The month of September is a special time for Mexican families. It's a time to celebrate Las Fiestas Patrias on September 16th, the official Mexican Independence Day! I remember when we were little kids growing up in L.A., on the 15th, later in the evening, my Mom would make us all go outside and scream "Viva Mexico"!! I never knew for the longest time why, but i do now, which makes those memories even more special. It is tradition in Mexico to go out at midnite and shout it out! A big day to celebrate for Mexicans here in the states and certainly in Mexico. My parents would take us to the "Mercado Juarez" in Monterrey and one of my all time favorite things to eat were gorditas... yes, filled with all these wonderful savory fillings. The ladies would make them to order and it was so amazing to watch how fast they worked with their hands and how easy they made it look. This is my interpretation of those gorditas that I loved so much as a kid, and still love today! Viva Mexico!! Love you Mom and Dad.
For Chile Verde
2 pounds pork chops with bone-in
1 medium white onion, diced
5 cloves garlic, minced
1½ pounds tomatillos
2 cups diced green chiles (mild)

§ SOURCE EXCERPT:
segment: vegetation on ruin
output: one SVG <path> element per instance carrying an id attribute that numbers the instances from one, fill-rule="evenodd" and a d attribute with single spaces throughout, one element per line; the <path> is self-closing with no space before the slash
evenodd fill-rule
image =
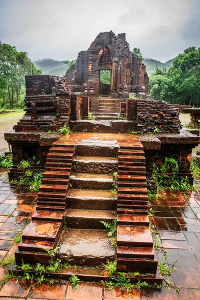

§ GIVEN TASK A:
Answer these questions from the gorditas text:
(i) On what date is the official Mexican Independence Day?
(ii) At which market did the parents take the family to eat gorditas, and in what city?
(iii) How many cloves of garlic go into the chile verde?
§ GIVEN TASK B: Carry the gorditas text on from its last line.
The data can be left aside.

§ WRITTEN REPLY A:
(i) September 16th
(ii) The "Mercado Juarez" in Monterrey
(iii) 5 cloves

§ WRITTEN REPLY B:
2 large poblanos
2 serranos or jalapenos
½ cup cilantro, and more for garnish
1 tablespoon cumin
2 teaspoons oregano
1 teaspoon garlic powder
Salt and pepper
3 cups low-sodium chicken broth
2 cups masa harina (such as Maseca)
1½ cups warm water
1 teaspoon salt
1 teaspoon baking powder
1 teaspoon Knorr-brand chicken bouillon
2 tablespoons flour
4 tablespoons olive oil or canola oil
I say this all of the time, prep ahead...prep ahead, it will make your time in the kitchen a fun and enjoyable experience!
Take the time to get a good sear on the pork before adding the onions and garlic... Don't rush it.
1. Preheat oven to 400ºF. Slice the pork into 2-inch pieces, cutting as much meat away from the bones as possible. Do not discard the bones, because they will add great flavor. Season the pork with 1 teaspoon salt, ½ teaspoon pepper, 1 teaspoon cumin, 1 teaspoon oregano, and a drizzle of olive oil. Stir well to combine, cover and refrigerate.
2. Line a baking sheet with foil and lay the tomatillos, poblanos, and serranos or jalapenos on the pan. Drizzle with a little bit of oil, roast for 20 minutes, turning after 10 minutes. Remove from oven and transfer the poblanos to a plastic storage bag until cooled. Transfer the tomatillos and peppers to the blender, also add the 2 cups green chiles, cilantro, 2 cups chicken broth, and ½ teaspoon salt. Blend until smooth, set aside.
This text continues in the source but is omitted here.